## Short problem
Transcribe each line of the entries below word for word, omitting the pictures.
******
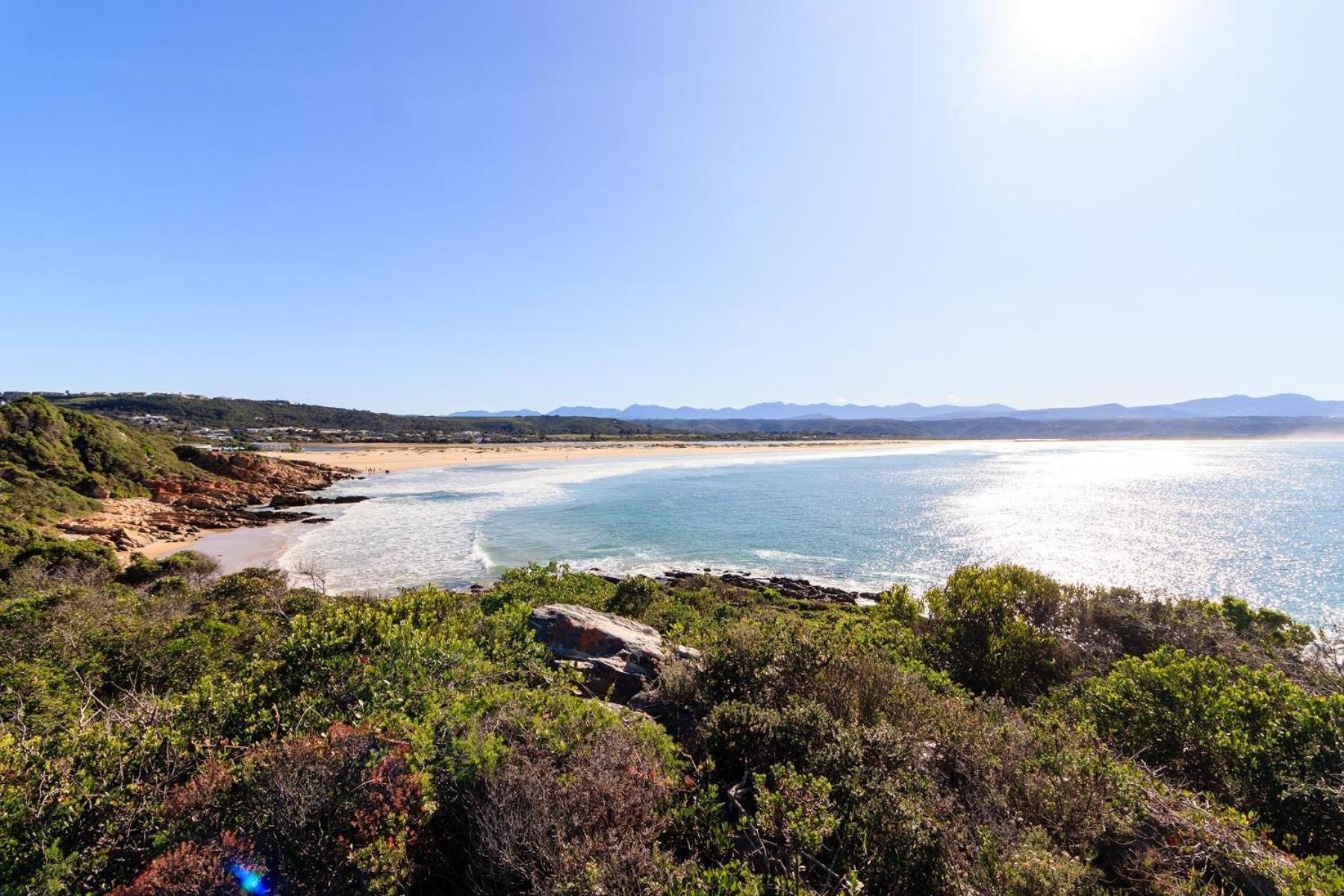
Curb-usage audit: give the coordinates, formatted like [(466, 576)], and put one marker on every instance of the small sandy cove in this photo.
[(369, 457), (388, 458)]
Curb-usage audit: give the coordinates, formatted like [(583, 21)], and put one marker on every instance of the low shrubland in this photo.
[(166, 729)]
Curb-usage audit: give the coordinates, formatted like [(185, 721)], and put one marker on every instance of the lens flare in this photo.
[(249, 880)]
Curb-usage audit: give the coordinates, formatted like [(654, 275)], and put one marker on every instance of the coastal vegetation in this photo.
[(311, 422), (193, 411), (169, 729)]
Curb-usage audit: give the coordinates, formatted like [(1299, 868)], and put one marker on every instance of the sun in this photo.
[(1080, 37)]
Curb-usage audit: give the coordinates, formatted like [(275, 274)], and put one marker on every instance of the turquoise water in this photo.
[(1263, 519)]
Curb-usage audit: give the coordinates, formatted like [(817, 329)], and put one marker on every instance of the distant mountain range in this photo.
[(1283, 405)]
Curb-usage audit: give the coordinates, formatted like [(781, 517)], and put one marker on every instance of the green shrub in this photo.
[(1249, 735), (995, 630)]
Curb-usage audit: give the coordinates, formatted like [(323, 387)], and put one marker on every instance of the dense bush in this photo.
[(164, 729), (1249, 735)]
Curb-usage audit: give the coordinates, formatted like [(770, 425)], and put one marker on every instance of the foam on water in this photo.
[(1260, 519)]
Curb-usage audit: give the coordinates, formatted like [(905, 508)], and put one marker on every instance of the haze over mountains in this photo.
[(1281, 405)]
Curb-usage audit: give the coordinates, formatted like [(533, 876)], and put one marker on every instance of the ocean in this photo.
[(1258, 519)]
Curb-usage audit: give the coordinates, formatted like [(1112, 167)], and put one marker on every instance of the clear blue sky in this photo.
[(430, 206)]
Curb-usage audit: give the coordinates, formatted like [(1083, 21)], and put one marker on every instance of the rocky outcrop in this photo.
[(796, 588), (618, 657), (304, 500), (220, 499)]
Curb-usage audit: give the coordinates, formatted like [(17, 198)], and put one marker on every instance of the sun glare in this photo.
[(1077, 37)]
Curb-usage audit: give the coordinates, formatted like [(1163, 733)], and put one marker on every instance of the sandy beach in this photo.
[(391, 457), (367, 457)]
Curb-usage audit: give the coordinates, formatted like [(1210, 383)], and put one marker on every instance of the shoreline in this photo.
[(390, 457), (393, 457)]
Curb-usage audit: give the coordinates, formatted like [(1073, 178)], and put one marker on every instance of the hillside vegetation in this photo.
[(235, 413), (54, 461), (166, 729)]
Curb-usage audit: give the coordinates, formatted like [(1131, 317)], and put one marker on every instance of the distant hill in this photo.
[(783, 411), (1012, 428), (237, 413), (60, 461), (1285, 405)]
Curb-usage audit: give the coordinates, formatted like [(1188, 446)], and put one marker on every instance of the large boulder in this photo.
[(617, 656)]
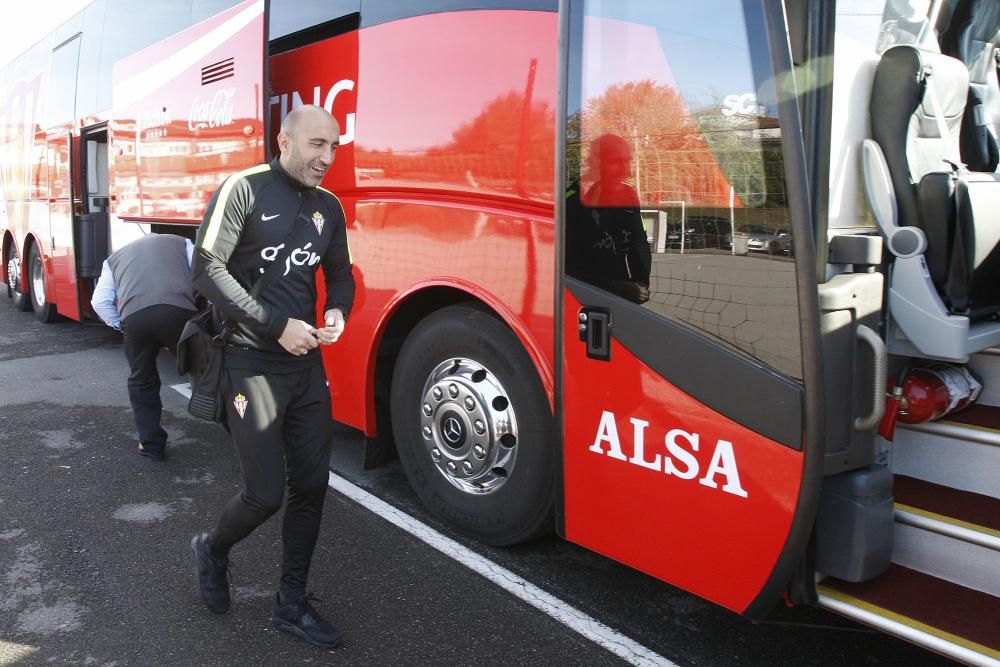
******
## Answer below
Curb-usage audit: give the coordinates, formatted like [(466, 576)], and put one marker on every instance of the small sandy cove in this photo.
[(369, 457), (388, 458)]
Curb-usage audit: give the coordinates, formatted like [(583, 21)], and put one marker on every instance of the low shrubland in this photo.
[(166, 729)]
Curb-usage audit: give the coordinates, formatted like [(185, 721)], and put one marker on every instance of the lens flare in this photo.
[(249, 880)]
Curb-usage audit: give the coordinates, formatted like [(654, 275)], and put one marker on every instance of the coastal vegetation in this photo.
[(311, 422), (193, 411), (169, 729)]
Curb-usage audit: give the coordinates, formatted like [(1299, 868)], and put one marker on every instance of the sun in this photo.
[(1080, 37)]
Curb-usage audit: give the coordinates, formatted like [(275, 274)], and put one marker on every instance of the turquoise water in this photo.
[(1263, 519)]
Curb-usage audit: give the coordinates, formatted like [(817, 329)], and put one marker on every instance of the distant mountain range in this photo.
[(1283, 405)]
Curb-usage audit: give the coordinates, formatted like [(781, 517)], and put one marker on every instance of the green shrub in this photo.
[(1249, 735), (995, 630)]
Curb-usage audit: give the coordinates, formatted like [(323, 387)], and put one marker on every instance of the dense bush in this photo.
[(164, 729), (1249, 735)]
Curb-usage audit: give the coordinates, formatted like [(770, 425)], and put one marker on every instance of the foam on water in this photo.
[(1260, 519)]
Curb-usage audit: give the coordinates, formatted like [(905, 508)], and put one marker on every instance of the haze over mountains in this photo.
[(1281, 405)]
Curb-usage audit: give the coordinates, formatted like [(533, 876)], and put one marker on every instance of the ocean in this photo.
[(1258, 519)]
Curb-usage audit: give the coordinates, formatted like [(1112, 167)], and put one marker on every instance of the clear blue sky in this photo.
[(430, 206)]
Curb-usage audit: give the coordinates, formatted like [(1083, 21)], and put one marker on every instance of the rocky outcrop in this photo.
[(796, 588), (618, 657), (304, 500), (220, 499)]
Curb-usage audit: give the coordinates, formatted like [(17, 198)], and put one marker on every instance of the sun glare in this photo.
[(1077, 37)]
Curb-usage audit: give the coordinates, formatted like [(1163, 733)], and put one marker on every instance of the sandy beach in this photo.
[(391, 457), (367, 457)]
Curb-usage audit: give the coordinates, formatted like [(1210, 383)], and put one marker on every instance of the shoreline in this photo.
[(390, 457), (393, 457)]
Curb-usage audit: give the coordinates, formatted like [(1073, 178)], and put one marker on every instance of the hillside vegetation in this photo.
[(235, 413), (54, 461), (166, 729)]
Curb-usage audit: give the coordinates, formatted like [(1131, 317)], and put one marker on every instance of the distant hill in this photo.
[(783, 411), (1012, 428), (237, 413), (60, 461), (1285, 405)]
Curb-usage audit: give the coordinates, formatted like [(1188, 446)], and put one marker on every instance of the large boulder in this photo.
[(617, 656)]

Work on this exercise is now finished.